- Provided records:
►

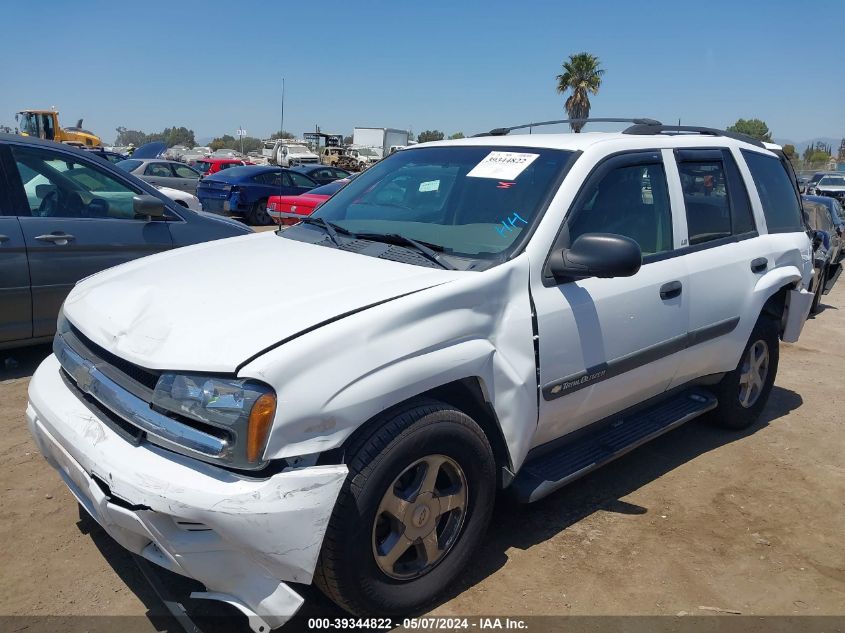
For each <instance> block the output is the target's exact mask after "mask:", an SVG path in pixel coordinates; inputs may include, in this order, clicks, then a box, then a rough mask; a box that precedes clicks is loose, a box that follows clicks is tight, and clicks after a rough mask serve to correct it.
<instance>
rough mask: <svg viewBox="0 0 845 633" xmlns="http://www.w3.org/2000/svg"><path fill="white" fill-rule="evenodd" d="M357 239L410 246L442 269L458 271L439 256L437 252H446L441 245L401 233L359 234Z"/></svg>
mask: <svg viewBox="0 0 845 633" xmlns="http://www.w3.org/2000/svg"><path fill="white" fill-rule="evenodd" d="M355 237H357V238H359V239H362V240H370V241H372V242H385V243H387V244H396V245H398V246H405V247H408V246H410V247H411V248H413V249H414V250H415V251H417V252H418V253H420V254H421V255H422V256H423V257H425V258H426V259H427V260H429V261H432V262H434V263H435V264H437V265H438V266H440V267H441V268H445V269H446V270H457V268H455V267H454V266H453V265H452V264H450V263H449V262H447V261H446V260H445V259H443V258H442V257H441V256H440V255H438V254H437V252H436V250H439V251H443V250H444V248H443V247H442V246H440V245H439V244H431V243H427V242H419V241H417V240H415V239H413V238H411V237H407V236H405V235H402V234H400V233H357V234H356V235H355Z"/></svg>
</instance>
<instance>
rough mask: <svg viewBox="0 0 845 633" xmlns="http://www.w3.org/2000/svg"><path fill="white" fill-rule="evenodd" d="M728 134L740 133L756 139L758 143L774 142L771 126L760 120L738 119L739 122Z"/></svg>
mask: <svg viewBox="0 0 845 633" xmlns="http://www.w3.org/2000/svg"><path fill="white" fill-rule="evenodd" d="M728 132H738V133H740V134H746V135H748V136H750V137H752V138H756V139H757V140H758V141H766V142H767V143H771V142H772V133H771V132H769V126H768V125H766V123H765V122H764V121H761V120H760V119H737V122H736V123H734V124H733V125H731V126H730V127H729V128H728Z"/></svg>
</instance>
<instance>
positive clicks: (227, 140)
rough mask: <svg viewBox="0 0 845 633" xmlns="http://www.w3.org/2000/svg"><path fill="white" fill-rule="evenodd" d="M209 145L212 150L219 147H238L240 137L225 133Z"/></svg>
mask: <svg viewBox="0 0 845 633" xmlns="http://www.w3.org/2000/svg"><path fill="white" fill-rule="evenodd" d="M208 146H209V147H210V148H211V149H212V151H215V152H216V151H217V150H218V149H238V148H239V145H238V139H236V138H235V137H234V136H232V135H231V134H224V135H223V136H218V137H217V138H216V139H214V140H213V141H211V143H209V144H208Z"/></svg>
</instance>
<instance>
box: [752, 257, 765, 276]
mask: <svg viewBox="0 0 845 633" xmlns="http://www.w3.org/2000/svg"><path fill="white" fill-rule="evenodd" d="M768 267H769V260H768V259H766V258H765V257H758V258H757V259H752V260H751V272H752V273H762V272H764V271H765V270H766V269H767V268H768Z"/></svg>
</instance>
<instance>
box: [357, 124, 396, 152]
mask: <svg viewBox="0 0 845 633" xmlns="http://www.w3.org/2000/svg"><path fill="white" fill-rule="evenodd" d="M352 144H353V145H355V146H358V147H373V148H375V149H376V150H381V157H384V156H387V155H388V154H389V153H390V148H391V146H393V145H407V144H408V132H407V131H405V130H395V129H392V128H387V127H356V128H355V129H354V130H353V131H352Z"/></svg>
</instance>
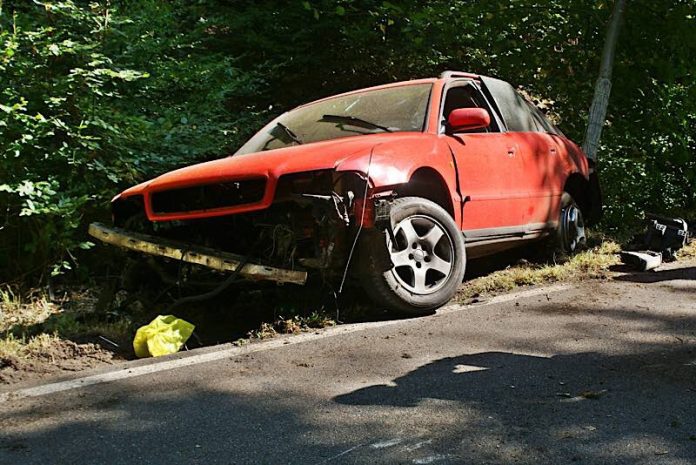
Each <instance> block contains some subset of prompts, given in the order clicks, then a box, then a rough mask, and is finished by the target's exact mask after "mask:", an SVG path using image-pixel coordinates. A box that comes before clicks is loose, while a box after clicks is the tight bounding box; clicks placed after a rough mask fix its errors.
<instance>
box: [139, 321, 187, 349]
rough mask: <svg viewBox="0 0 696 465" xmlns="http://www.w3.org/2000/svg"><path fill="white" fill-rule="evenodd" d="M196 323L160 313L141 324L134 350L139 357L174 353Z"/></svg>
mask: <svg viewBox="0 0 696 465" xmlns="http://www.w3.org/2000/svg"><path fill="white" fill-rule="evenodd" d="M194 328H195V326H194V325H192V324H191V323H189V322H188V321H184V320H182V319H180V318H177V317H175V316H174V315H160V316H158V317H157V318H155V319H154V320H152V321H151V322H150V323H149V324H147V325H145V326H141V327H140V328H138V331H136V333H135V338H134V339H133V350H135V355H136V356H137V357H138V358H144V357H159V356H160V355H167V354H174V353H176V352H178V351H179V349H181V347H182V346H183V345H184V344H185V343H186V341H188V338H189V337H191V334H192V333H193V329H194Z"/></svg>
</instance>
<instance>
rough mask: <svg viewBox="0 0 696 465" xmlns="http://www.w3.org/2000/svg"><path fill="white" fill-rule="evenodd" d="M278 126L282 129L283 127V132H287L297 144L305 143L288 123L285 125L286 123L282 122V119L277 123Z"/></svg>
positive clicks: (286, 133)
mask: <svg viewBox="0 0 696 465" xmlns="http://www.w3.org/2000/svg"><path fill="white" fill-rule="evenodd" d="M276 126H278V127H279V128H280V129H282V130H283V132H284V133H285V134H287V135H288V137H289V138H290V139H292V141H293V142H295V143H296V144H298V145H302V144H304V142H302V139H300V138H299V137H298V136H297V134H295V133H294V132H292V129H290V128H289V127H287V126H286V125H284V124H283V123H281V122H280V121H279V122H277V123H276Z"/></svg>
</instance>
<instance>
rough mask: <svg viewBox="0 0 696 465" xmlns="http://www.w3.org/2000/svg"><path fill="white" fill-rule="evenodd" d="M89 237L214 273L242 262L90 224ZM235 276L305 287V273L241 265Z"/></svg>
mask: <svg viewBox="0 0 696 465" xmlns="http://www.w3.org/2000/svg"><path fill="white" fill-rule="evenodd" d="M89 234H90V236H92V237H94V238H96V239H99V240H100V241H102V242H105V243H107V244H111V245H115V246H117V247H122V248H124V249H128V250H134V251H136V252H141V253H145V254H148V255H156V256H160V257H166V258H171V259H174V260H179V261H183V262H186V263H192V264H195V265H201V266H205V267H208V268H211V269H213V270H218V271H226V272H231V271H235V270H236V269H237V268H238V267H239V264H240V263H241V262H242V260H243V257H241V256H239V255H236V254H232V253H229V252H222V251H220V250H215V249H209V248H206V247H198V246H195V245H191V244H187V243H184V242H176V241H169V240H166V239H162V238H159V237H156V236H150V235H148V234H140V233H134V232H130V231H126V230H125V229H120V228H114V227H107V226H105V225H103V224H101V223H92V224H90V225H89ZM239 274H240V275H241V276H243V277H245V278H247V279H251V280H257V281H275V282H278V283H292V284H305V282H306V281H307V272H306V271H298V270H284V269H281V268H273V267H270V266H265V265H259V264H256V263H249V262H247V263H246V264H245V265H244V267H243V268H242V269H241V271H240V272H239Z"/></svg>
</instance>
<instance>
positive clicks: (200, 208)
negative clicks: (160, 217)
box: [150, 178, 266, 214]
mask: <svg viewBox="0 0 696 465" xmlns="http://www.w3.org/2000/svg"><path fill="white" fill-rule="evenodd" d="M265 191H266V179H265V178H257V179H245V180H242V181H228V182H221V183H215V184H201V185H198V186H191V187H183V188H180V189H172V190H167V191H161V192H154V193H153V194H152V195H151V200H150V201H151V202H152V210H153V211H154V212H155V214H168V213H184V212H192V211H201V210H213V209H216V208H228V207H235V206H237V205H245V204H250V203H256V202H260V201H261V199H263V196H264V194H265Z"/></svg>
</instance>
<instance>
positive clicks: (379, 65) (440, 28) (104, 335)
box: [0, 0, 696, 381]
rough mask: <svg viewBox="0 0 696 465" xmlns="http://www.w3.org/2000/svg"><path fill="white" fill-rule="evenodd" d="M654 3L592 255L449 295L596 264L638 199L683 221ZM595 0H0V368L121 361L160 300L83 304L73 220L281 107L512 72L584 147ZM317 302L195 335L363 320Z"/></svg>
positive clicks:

◄

- Task: Repeat verbatim the line holding "3L592 255L449 295L596" and all lines after it, up to the end of the material.

- Task result:
rough mask: <svg viewBox="0 0 696 465" xmlns="http://www.w3.org/2000/svg"><path fill="white" fill-rule="evenodd" d="M654 3L592 255L449 295L596 264L638 199L683 221ZM595 0H0V368L121 361L160 300L83 304L73 220L281 107L512 72L584 147ZM317 302L195 335L363 320Z"/></svg>
positive clicks:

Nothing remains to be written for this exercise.